## TEXT SECTION

***

People are being exposed to a daily cocktail of pollution that may be having a significant impact on their health, England's chief medical officer says.
Prof Dame Sally Davies said the impact of air, light and noise pollution was well recognised in the environment.
But she said its role in terms of health was yet to be fully understood.
Dame Sally added there was enough evidence to suggest action had to be taken.
And, in her annual report, she said the NHS could lead the way in cutting pollution levels.
She said one in 20 vehicle journeys was linked to the NHS, either from patients or staff travelling.
And making sure services were brought out of hospitals and closer to people's homes could help reduce that burden.
Dame Sally also pointed to the attempts being made to phase out ambulances run on diesel, a key source of nitrogen dioxide, which is linked to respiratory disease.
And she said the NHS could cut its use of disposable plastics, landfill and incineration.
While air pollution does not kill people directly, it can shorten their lives by undermining the health of people with lung problems and heart disease.

***

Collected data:
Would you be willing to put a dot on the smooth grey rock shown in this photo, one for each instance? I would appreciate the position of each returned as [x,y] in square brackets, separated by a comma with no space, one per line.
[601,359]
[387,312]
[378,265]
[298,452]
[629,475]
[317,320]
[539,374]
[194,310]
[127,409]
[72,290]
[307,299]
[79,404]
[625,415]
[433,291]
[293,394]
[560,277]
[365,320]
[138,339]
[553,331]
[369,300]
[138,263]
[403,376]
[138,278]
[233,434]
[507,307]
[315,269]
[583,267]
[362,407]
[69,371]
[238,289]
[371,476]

***

## EXPLORE THE MATERIAL
A: List the kinds of pollution named in the pollution article.
B: Carry the pollution article forward from its last sentence.

## RESULTS BY TASK
A: Air pollution, light pollution, and noise pollution.

B:
Previous research has suggested it may be a factor in one in 12 deaths and is the ninth leading factor for mortality in the UK - tobacco, diet and high blood pressure are the top three.
But Dame Sally said there was also a question about how air, light and noise could coincide to have an impact on long-term health.
"With factors like air, light and noise, the public is exposed to a daily cocktail of pollutants," she said.
"Some of these can be linked to chronic conditions like heart disease and asthma.
"This increases the risk for some of the most vulnerable members of our society and places a huge burden on our health service."